[Extracted records]

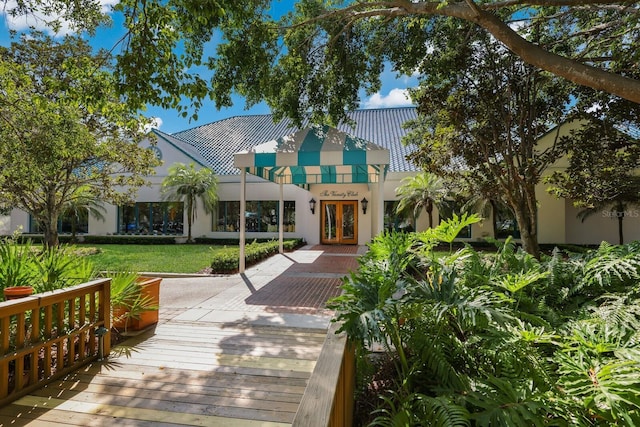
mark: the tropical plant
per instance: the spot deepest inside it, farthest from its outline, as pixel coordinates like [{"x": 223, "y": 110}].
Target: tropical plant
[
  {"x": 420, "y": 191},
  {"x": 495, "y": 339},
  {"x": 81, "y": 205},
  {"x": 127, "y": 301},
  {"x": 188, "y": 184}
]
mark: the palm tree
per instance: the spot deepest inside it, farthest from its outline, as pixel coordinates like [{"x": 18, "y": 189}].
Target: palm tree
[
  {"x": 423, "y": 190},
  {"x": 82, "y": 204},
  {"x": 188, "y": 184}
]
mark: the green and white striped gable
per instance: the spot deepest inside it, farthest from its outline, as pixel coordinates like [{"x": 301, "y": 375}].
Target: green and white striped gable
[{"x": 316, "y": 155}]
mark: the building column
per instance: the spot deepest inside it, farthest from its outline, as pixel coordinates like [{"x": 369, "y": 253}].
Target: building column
[
  {"x": 243, "y": 220},
  {"x": 281, "y": 220},
  {"x": 380, "y": 204}
]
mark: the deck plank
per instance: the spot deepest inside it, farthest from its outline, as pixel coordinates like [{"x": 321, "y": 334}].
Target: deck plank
[{"x": 183, "y": 373}]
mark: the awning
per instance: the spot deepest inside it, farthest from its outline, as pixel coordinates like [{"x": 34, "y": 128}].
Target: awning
[{"x": 316, "y": 155}]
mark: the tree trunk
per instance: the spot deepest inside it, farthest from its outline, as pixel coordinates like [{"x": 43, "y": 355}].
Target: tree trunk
[
  {"x": 528, "y": 236},
  {"x": 51, "y": 233},
  {"x": 74, "y": 228},
  {"x": 189, "y": 219},
  {"x": 620, "y": 231}
]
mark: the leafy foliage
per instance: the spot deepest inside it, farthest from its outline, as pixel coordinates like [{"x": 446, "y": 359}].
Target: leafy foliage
[
  {"x": 188, "y": 184},
  {"x": 497, "y": 339},
  {"x": 64, "y": 127},
  {"x": 228, "y": 259},
  {"x": 23, "y": 264}
]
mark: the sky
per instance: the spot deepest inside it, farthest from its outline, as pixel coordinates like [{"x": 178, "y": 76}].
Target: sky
[{"x": 392, "y": 93}]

> **EXERCISE AIM**: Rewrite these rows with every "Target" changed to "Object" and nothing else altered. Leave the pictures out.

> **RESULT FOR THIS EXERCISE**:
mark: the tropical plant
per instance: the spot deepest inside it, farthest from its outline, as pixel coordinates like [{"x": 223, "y": 110}].
Object: tropical plant
[
  {"x": 420, "y": 191},
  {"x": 495, "y": 339},
  {"x": 81, "y": 205},
  {"x": 127, "y": 301},
  {"x": 188, "y": 184}
]
mark: the palm tree
per instance: the spot deepest inside it, farthest from its outline, as pixel coordinates like [{"x": 18, "y": 189}].
Object: palm tree
[
  {"x": 423, "y": 190},
  {"x": 82, "y": 204},
  {"x": 188, "y": 184}
]
mark: the green and white striped gable
per instance: the spot deepest inside it, farthest from its outline, as pixel coordinates like [{"x": 301, "y": 375}].
Object: green and white striped gable
[{"x": 316, "y": 155}]
mark: the building column
per instance: the spot deepest inside it, farthest from its outline, as pixel coordinates like [{"x": 369, "y": 253}].
Object: building column
[
  {"x": 243, "y": 220},
  {"x": 281, "y": 220},
  {"x": 380, "y": 204}
]
mark: the deck plank
per instance: the spot deepest inside it, farthest from its outline, as pixel coordinates like [{"x": 321, "y": 334}].
Object: deck plank
[{"x": 183, "y": 373}]
mark: the awning
per instance: the spot deepest inside it, farthest from its outline, as pixel coordinates like [{"x": 34, "y": 128}].
Object: awning
[{"x": 316, "y": 155}]
mark: the tree trunk
per instance: the spot deepest inside it, farthest from its outline, as pixel coordinates like [{"x": 43, "y": 355}].
Object: tree trunk
[
  {"x": 528, "y": 236},
  {"x": 51, "y": 233},
  {"x": 74, "y": 228},
  {"x": 189, "y": 219},
  {"x": 620, "y": 231}
]
mark: the leafy foliage
per instance: the spot deepest inside it, farthest from its outline, as pixel coordinates like [{"x": 446, "y": 359}].
Object: leafy foliage
[
  {"x": 188, "y": 184},
  {"x": 497, "y": 339},
  {"x": 64, "y": 127},
  {"x": 228, "y": 259},
  {"x": 23, "y": 264}
]
mark: the sky
per instance: the spot deepest inside it, farthest from its outline, as pixel coordinates like [{"x": 178, "y": 76}].
Object: sky
[{"x": 392, "y": 93}]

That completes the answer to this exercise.